Try NILIF, nothing in life is free, with him. He does a sit, a down, or some other 'trick' you've taught him before he eats, goes through a door, gets petted, is re-allowed(?) up on the couch, etc. I've heard it's good for overly pushy, feisty, assertive dogs.


----------



## Ivy's mom (Feb 15, 2008)

DO you use pee pee pads??? or what for house training. 

Lori


----------



## Katie (Apr 9, 2005)

We use pads to avoid accidents here. Rule of thumb is if you're having accidents it's usually the owners fault, although he may have an underlying health issue that needs attention like a UTI or something. Is he neutered? That also helps with potty training. Once I got my second chi, my first caught on very quickly.. they love to pee on each others pee on the pads :lol:


----------



## Chi-Chi (Jun 3, 2008)

thanks for all the replies!

I don't use the pee pads...so far what I have been doing is letting him out RIGHT after eatting and sleeping, or when ever he starts pacing. which he ussually does if he has to go..

also when I bring him outside I wait and wait no matter how long (sometimes takes up to 20 minutes) for him to "do his buisness" and when he does he is showered with praise and is finally allowed inside. It has been working quite well, now when I let him outside he usually "goes" first thing and runs back inside to avoid being stuck out there. haha

My parents work at home and I have 4 siblings so someone is ALWAYS home to let him out, which is why I decided to train him to just go outside rather than litter box's or pee pads. He also gets walked in the morning, at lunch, once while I'm at school, when I get back from school, and then again in the afternoon..so he is being let out alottt! but I am really hoping he learns to hold it in at least for school hours so I don't always have to come home from school at lunch to walk him.

No, he is not neutered but I plan on getting it done realllyy soon. does is help with house training? I also heared it might help with agression..is that true?

Pauline Leland - I don't quite understand what you mean by NILIF, do you mean that in order to get anything good he has to work for it??

= Exercise set =
a - In the forum thread on house training, how long does Chi-Chi say it sometimes takes the dog to "do his buisness" outside?
b - In the forum thread on house training, why did Chi-Chi choose to train the dog to go outside instead of using litter boxes or pee pads? Answer in one to three sentences.
c - Continue the forum thread on house training from its final post.

= Record set =
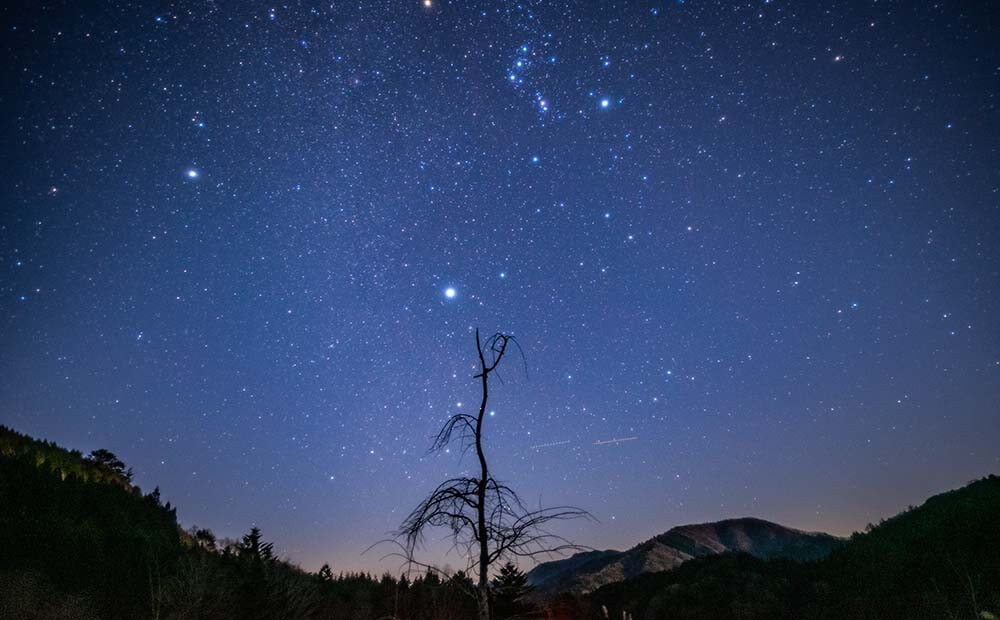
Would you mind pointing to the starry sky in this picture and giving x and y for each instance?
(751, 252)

==

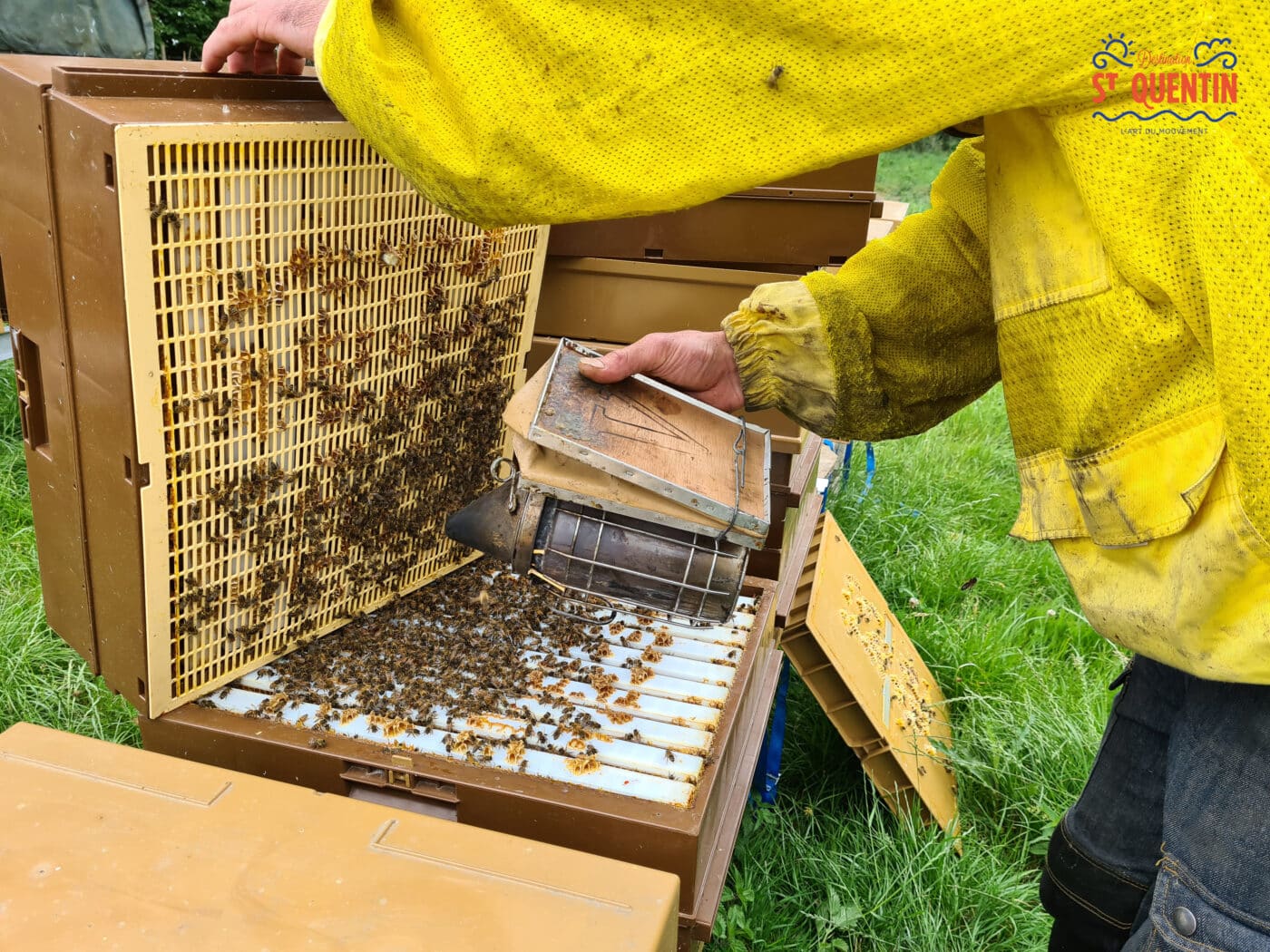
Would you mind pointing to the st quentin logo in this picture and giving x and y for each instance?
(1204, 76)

= Results of the exercise =
a - Up to 20 minutes.

b - Chi-Chi's parents work at home and there are four siblings, so someone is always home to let the dog out. That made it practical to train him to go outside rather than use litter boxes or pee pads.

c -
I have been making him sit before he gets food, does that count?

I read somewhere that if a dog growls at you, you should hold them by the scruff and make them lie on their back to show your boss...does this work? or will it make him growl more? or possibly bite?

I also read that if a dog wont stop barking you teach them the quiet command...by saying "quiet" when it's barking and squirt the dog with water afterward to startle the dog...then praise the dog if it keeps quiet. has anyone tried this? does it work?

Lastly, I noticed he doesn't like people taking things away from him. So what I tried was taking away his toys or whatever is in his mouth, praise him if he lets me take it without a fuss, and then I give it back. Is this an OK method? or will it teach him to fear me taking stuff from him more?


thanks! sorry for my long posts and bad grammer.


----------



## Pauline Leland (Oct 9, 2006)

Yes, that's what I meant. He has to work for *everything*.


----------



## *Sarah* (Apr 19, 2005)

Generally if you are having accidents it's best to try and put them out every hour, a chi does have a very small bladder. Also as an un-neutered male he will be marking like crazy in a new place, especially if he is having alpha problems.

as for barking he needs to know who is boss, If he is currently sleeping on your bed etc demote him to a basket, Never allow him to sit next to you while you are eating and only feed him in his dog bowl. You need to show him pack order and that you are alpha not him.

Chi's do bark to protect their owners but I would try to nip this 'aggressive' barking in the bud.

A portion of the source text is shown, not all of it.